◆ **WHAT YOU ARE ASKED TO DO**
Starting at the beginning of the records and ending at the line that contains "--target=yellow flower center", rewrite those lines with "yellow" changed to "orange" and everything else left as is.

[Region annotation items]
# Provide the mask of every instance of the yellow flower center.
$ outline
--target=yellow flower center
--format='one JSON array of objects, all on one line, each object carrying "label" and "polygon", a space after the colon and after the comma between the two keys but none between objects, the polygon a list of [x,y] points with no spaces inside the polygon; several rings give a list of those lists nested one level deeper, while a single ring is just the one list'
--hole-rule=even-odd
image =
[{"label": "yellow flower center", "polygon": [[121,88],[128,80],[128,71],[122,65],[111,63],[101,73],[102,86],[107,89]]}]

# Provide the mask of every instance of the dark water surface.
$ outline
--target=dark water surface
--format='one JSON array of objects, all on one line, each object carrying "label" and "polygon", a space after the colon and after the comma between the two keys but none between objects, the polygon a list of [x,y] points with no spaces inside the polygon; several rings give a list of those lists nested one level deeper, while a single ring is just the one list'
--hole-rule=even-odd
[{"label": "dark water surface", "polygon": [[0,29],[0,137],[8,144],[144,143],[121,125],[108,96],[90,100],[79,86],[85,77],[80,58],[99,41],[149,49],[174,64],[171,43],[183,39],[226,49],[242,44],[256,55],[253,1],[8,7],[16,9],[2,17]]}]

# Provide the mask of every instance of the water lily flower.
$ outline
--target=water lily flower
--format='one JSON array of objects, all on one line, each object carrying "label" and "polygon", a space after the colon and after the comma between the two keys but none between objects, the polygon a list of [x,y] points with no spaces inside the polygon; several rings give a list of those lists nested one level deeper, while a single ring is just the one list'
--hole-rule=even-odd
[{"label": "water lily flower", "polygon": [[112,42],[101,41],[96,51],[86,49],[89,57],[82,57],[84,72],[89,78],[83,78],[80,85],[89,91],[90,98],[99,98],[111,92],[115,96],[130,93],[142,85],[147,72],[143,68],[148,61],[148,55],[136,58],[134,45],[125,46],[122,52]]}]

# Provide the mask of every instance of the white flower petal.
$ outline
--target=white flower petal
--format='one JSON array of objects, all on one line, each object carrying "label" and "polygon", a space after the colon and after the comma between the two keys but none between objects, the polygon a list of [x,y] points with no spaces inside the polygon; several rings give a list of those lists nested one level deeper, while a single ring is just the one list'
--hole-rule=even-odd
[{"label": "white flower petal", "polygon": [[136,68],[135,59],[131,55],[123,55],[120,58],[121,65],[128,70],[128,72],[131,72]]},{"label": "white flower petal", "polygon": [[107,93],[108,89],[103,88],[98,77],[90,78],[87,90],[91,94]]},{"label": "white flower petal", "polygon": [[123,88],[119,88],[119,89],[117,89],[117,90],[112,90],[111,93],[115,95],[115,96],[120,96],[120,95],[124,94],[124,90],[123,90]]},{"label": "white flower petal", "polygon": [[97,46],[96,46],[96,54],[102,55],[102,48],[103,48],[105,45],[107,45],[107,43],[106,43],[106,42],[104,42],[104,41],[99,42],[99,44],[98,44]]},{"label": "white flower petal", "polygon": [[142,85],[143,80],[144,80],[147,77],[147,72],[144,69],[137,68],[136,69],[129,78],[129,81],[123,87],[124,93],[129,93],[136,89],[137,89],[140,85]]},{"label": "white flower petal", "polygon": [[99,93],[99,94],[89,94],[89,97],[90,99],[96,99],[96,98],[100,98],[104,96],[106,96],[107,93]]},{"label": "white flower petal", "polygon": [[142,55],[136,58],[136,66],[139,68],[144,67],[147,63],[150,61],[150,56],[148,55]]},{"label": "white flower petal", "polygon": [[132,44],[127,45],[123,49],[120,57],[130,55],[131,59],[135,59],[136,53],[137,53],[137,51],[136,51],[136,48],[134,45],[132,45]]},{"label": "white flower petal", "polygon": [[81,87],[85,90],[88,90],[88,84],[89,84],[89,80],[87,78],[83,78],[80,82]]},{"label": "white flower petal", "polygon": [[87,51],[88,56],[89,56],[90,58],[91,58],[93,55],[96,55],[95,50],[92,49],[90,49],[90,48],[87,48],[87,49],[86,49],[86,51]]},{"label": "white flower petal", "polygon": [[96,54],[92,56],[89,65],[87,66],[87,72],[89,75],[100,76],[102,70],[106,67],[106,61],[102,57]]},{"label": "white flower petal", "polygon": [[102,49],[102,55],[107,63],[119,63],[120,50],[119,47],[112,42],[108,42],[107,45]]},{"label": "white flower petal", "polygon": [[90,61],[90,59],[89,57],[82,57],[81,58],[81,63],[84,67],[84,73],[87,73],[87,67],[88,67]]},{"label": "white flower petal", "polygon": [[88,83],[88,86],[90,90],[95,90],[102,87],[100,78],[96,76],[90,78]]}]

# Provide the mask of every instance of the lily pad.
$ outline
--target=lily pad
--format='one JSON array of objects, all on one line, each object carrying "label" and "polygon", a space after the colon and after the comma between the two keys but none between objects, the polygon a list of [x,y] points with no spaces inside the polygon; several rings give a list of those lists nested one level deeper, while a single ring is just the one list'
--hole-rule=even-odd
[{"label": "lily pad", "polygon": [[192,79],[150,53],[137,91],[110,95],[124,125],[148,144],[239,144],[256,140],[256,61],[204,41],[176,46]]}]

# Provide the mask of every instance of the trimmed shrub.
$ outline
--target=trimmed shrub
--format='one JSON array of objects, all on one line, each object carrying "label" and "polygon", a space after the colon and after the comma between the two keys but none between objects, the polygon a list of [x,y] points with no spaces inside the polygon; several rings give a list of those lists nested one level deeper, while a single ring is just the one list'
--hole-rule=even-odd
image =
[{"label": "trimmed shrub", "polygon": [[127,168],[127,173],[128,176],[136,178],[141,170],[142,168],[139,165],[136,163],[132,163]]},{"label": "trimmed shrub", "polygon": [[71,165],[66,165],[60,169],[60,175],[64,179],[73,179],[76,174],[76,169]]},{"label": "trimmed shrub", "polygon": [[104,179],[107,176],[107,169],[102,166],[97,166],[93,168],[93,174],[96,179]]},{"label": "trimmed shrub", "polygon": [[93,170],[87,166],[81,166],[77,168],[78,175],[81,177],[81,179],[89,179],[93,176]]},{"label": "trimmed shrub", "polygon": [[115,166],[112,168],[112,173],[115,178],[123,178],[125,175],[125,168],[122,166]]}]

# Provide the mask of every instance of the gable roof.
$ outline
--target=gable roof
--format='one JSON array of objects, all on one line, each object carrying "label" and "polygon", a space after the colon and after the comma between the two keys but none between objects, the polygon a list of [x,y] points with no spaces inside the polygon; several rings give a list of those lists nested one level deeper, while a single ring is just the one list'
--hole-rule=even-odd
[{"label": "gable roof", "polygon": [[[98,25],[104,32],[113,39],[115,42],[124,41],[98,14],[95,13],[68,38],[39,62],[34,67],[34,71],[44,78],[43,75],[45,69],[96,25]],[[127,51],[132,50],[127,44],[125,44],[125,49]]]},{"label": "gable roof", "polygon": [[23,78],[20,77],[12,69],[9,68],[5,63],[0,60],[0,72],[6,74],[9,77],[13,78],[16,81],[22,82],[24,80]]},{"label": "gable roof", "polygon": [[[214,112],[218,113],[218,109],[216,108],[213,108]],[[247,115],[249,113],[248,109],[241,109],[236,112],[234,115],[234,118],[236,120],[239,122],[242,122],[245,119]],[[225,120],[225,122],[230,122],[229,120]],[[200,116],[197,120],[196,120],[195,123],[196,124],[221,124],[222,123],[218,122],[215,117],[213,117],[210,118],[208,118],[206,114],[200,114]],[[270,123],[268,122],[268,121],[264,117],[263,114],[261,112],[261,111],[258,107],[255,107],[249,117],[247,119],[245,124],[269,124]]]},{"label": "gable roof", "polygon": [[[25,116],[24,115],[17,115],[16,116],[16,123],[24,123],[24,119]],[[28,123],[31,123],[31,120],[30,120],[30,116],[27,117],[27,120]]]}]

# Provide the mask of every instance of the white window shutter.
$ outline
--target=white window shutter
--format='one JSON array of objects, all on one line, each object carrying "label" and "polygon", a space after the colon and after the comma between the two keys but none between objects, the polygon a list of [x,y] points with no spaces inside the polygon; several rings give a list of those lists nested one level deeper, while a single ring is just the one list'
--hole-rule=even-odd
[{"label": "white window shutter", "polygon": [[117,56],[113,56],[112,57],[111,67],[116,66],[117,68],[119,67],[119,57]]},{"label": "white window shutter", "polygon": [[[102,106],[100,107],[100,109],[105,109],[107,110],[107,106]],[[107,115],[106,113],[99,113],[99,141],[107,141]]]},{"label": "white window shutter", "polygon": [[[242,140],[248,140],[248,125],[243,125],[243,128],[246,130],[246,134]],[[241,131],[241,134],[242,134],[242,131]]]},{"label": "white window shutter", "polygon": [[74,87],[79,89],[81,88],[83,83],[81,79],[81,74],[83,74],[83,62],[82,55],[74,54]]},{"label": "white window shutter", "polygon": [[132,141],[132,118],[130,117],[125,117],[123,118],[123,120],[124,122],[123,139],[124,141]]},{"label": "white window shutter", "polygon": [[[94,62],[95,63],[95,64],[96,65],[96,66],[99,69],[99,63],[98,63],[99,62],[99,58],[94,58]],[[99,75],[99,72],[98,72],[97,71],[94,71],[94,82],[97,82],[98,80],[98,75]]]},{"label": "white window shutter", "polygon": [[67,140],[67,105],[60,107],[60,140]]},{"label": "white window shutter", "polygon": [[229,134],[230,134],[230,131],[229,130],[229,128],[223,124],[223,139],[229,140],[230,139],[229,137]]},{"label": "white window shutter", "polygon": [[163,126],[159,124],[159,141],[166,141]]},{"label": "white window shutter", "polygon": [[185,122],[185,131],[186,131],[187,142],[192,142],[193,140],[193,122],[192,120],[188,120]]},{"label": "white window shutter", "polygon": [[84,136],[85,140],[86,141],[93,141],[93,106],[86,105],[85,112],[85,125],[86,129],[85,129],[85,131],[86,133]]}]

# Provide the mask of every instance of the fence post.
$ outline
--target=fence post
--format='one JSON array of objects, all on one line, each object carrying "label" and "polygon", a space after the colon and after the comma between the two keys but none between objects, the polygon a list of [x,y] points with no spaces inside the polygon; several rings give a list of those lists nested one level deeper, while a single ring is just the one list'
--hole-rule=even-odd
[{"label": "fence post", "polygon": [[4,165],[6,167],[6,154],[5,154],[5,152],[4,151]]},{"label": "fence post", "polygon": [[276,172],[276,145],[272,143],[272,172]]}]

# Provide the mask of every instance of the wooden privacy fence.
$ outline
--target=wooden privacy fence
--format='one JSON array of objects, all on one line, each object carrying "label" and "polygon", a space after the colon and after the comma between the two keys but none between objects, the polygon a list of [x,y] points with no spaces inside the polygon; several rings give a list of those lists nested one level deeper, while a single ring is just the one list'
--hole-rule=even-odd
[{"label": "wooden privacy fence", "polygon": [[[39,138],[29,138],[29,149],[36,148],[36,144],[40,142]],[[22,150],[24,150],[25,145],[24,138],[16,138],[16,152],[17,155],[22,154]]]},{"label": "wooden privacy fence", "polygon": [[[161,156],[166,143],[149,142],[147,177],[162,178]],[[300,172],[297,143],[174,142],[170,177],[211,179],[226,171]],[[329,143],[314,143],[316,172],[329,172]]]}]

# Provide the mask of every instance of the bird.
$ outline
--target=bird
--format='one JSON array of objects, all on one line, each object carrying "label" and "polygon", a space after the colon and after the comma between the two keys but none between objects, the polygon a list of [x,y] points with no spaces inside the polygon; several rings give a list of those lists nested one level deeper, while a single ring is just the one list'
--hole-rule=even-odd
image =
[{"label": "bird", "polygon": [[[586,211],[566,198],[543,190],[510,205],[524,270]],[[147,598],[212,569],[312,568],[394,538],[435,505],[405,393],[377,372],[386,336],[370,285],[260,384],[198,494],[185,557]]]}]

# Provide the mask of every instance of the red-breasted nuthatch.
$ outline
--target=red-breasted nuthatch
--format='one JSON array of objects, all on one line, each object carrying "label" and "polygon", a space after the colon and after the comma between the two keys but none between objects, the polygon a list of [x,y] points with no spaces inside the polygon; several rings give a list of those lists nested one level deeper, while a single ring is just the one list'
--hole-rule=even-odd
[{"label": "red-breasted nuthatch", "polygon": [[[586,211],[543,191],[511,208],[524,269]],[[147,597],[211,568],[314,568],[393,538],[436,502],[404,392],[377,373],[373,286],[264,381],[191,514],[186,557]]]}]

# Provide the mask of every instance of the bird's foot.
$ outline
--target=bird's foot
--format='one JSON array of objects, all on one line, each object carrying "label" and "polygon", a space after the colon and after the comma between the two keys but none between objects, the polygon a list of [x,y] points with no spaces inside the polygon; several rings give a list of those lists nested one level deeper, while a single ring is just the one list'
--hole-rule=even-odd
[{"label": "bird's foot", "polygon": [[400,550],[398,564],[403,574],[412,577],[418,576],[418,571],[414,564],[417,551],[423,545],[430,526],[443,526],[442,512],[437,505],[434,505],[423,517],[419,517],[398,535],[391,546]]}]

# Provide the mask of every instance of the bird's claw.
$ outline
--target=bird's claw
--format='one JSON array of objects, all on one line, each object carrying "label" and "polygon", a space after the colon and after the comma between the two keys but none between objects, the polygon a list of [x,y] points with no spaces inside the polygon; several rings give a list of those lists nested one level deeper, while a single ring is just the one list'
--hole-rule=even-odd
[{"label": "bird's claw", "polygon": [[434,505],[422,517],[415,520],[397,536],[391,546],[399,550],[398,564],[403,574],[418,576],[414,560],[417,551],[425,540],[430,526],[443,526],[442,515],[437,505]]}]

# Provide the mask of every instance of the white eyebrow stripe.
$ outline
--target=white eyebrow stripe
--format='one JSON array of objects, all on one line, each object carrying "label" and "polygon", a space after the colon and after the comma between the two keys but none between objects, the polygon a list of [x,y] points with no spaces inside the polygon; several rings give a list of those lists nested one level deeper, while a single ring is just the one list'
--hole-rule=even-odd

◆ **THE COMPLETED TASK**
# Provide the mask of every instance of the orange flower center.
$ outline
--target=orange flower center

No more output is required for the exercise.